■ **Written exercise**:
Could you reproduce each of the entries below word for word, with every line unchanged?

■ **Data**:
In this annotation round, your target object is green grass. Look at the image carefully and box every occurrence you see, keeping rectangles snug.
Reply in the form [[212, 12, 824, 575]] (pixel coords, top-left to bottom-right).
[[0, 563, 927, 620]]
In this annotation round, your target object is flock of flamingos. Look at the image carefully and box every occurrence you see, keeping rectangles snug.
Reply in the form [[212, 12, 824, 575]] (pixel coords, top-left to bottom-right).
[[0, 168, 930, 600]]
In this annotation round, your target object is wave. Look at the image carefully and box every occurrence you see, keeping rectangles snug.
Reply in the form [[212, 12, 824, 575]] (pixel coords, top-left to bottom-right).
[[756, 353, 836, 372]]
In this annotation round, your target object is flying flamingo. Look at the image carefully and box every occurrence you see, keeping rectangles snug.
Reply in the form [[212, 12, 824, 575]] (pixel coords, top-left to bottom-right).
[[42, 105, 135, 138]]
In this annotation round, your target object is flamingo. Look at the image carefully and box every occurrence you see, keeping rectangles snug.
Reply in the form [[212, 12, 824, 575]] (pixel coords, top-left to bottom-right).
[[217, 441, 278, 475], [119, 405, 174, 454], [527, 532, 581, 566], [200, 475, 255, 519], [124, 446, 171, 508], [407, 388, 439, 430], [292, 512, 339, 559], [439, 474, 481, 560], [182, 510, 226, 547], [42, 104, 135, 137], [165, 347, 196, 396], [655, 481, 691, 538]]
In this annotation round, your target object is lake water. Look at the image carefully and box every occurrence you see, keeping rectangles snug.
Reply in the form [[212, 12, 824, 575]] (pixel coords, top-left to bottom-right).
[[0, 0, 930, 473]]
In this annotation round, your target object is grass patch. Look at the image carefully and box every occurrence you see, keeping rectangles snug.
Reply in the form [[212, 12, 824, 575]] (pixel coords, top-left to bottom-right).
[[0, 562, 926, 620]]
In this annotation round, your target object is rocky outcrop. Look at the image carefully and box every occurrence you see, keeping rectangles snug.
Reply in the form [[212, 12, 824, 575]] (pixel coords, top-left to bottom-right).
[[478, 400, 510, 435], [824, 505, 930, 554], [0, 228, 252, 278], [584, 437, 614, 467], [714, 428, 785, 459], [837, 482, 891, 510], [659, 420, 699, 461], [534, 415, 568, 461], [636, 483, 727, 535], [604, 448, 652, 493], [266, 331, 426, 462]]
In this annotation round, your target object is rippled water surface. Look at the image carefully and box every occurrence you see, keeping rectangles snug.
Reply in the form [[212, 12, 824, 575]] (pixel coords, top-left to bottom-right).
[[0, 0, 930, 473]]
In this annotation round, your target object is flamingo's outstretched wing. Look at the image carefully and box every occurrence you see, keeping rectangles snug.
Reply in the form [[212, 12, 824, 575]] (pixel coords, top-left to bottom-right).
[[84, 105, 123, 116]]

■ **Result for this exercise**:
In this annotation round, your target object is green grass. Look at the image carefully and box every occurrence you see, keeping rectangles snug.
Reply in the form [[212, 12, 824, 575]] (pixel coords, top-left to bottom-right).
[[0, 563, 927, 620]]
In this annotation round, your target object is flock of flamingos. Look at the image carefully and box every occurrence you see, keeping rectangles snug.
Reply in the form [[212, 12, 824, 575]] (pixel coords, top-left to bottom-right).
[[0, 168, 930, 600]]
In this annotation round, your target object is wave. Look at the image carefully and box every occurrence you see, keeping rectangles snug.
Reply in the form [[212, 12, 824, 575]] (pixel coords, top-left to bottom-right).
[[756, 353, 836, 372]]
In this annotation round, your target object is flying flamingo. Look at the image carefully and box every occurrence you see, keeping rectangles snug.
Reply in the form [[212, 12, 824, 575]] (pixel coords, top-left to bottom-right).
[[42, 105, 135, 138]]
In this annotation round, your target object is flamingo. Look at the image carefully and box every occurrence you see, keeping rectangles snug.
Reply in the form [[212, 12, 824, 575]] (pixel coords, top-left to bottom-right).
[[217, 441, 278, 475], [119, 405, 174, 454], [527, 532, 581, 566], [200, 475, 255, 519], [124, 446, 171, 508], [407, 388, 439, 430], [292, 512, 339, 559], [439, 474, 481, 560], [182, 510, 226, 547], [42, 104, 135, 137], [165, 347, 196, 396], [655, 481, 691, 538]]
In this annotation round, your target object is lake water. Look at the image carefully and box every occurrence you see, keeping rectangles snug.
Reply in the form [[212, 12, 824, 575]] (pixel coords, top-left to bottom-right).
[[0, 0, 930, 473]]
In this annotation round, your target object is grass patch. Look at the image carefully and box every occurrence you see, keeping rectangles snug.
Reply in the form [[212, 12, 824, 575]] (pixel coords, top-left to bottom-right).
[[0, 562, 926, 620]]
In this annotation round, your target object is rocky outcrop. Look at the image carefully and box every occurrence you see, keeping rectangles snug.
Reply in the form [[212, 12, 824, 575]] (pixel coords, top-left to bottom-right).
[[478, 400, 510, 435], [824, 505, 930, 554], [0, 228, 252, 278], [584, 437, 614, 467], [714, 428, 785, 459], [837, 482, 891, 510], [659, 420, 699, 461], [534, 415, 568, 461], [636, 483, 727, 535], [604, 448, 652, 493], [266, 331, 426, 462]]
In this annotation round, your target object is rippled water surface. Look at the image carefully and box every occurrence you see, keeping rectangles snug.
Reply in the form [[212, 12, 824, 575]] (pixel coords, top-left to bottom-right).
[[0, 0, 930, 473]]
In this annotation round, your target object is flamingo's outstretched wing. Look at the image carefully and box every occurrence you see, keeping rectangles snug.
Reply in the form [[212, 12, 824, 575]] (pixel coords, top-left to bottom-right).
[[84, 105, 123, 116]]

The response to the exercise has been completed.